→ **Exercise objective**: Decide whether each statement below agrees with the article on intuition and instinct in systems administration. Answer yes or no for each one, and quote the words from the article that decide it. (a) Intuition and instinct can be learned by studying manuals. (b) Instinct is knowing what to do once a problem manifests. (c) Even a small configuration change can have cascading effects.

(Page text begins)

Everyone has facts and figures to back up their arguments, but only you can put this information into proper context. Maybe the facts and figures don’t jibe with your intuitive grasp about how your systems are put together and function. Maybe performance isn't actually bad; maybe the stats are simply skewed because you installed an exotic driver on a storage or network adapter that makes those devices perform like a champ. Perhaps some time ago you made a change-control approved adjustment to a VMO, SCHEDO, IOO or NO tunable. You're the only one who would know this, but now you realize that this must be factored in to the plan of attack. The smallest configuration change can potentially create cascading effects. No one else in the room could possibly know this, because no else knows your systems better than you.
Intuition is an art form. It's something that every successful systems administrator has acquired. Developing this skill requires dedication, experience and patience. So start by getting to know every last bit of hardware and software you manage. Leave nothing to chance. Understand not just how those components operate, but how they would operate given any number of adverse conditions. Finally, don’t manage in a silo: Talk to vendors about the thought that went into writing this or that module to a production application. Talk to the network, database and application admins at your site and question them about every last quirk in their respective environments. Eventually, it will all come together. You'll simply “know” when something's wrong with your systems, despite all evidence to the contrary.
Instinct, in the context of systems administration, is different. While intuition is knowing what’s right or wrong, instinct is knowing what to do once a problem manifests. As with intuition, your instinct may run counter to what all the manuals and support personnel tell you is the proper course of action. However, if you've developed your intuition, you should trust your instincts, because, again, no one knows your systems better than you. While everyone around that meeting table may think that steps A, B and C are the best ways to attack your performance problem, because you know every last quirk and characteristic of your systems, you understand that those steps won’t work. So after everyone has had their say, you propose your own remediation steps, and cite sound arguments for each. You prove why you’re right and everyone else is wrong.
On countless occasions in my own performance practice I’ve received advice that ran counter to how I felt the problem should be addressed. My instinct told me to do X when everybody else insisted I should do Y. I knew my systems, and I was right, every time. Seriously, my instincts and intuition have literally never failed me.
Go With Your Gut
Again, intuition and instinct―and confidence―come with time, and after total immersion in your system’s operation. You can't learn them by studying manuals, or, for that matter, by reading this article. They can only be developed through long hours with and careful attention paid to your environment.
Once you've acquired these skills, you'll know. Actually, you'll feel it. When a serious performance problem occurs in your environment, your intuition and instinct―your gut―will provide you with the sound, rational approach to remediation. Once you've put in the effort and gained the experience―once you know your systems better than anyone―you owe it to yourself to go with your gut. Always.

(Page text ends)
(Entries shown begins)

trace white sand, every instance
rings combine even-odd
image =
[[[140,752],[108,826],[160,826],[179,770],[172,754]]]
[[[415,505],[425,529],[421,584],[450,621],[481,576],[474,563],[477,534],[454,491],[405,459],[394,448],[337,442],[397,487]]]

(Entries shown ends)

→ **Result of the task**:
(a) No: "You can't learn them by studying manuals, or, for that matter, by reading this article."
(b) Yes: "instinct is knowing what to do once a problem manifests."
(c) Yes: "The smallest configuration change can potentially create cascading effects."